Pull out every line of the records below that contains the string "brown". Case counts, so a match must have the same uppercase and lowercase letters.

* start Data *

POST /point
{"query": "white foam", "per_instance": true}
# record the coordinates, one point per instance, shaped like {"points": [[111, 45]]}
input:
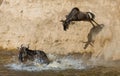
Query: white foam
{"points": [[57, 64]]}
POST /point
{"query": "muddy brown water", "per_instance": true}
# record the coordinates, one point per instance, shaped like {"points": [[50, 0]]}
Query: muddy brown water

* end Data *
* start Data *

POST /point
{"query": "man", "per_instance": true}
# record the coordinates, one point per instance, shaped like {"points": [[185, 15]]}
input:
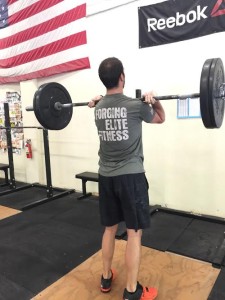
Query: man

* end Data *

| Result of the exercise |
{"query": "muddy brown water", "per_instance": true}
Query: muddy brown water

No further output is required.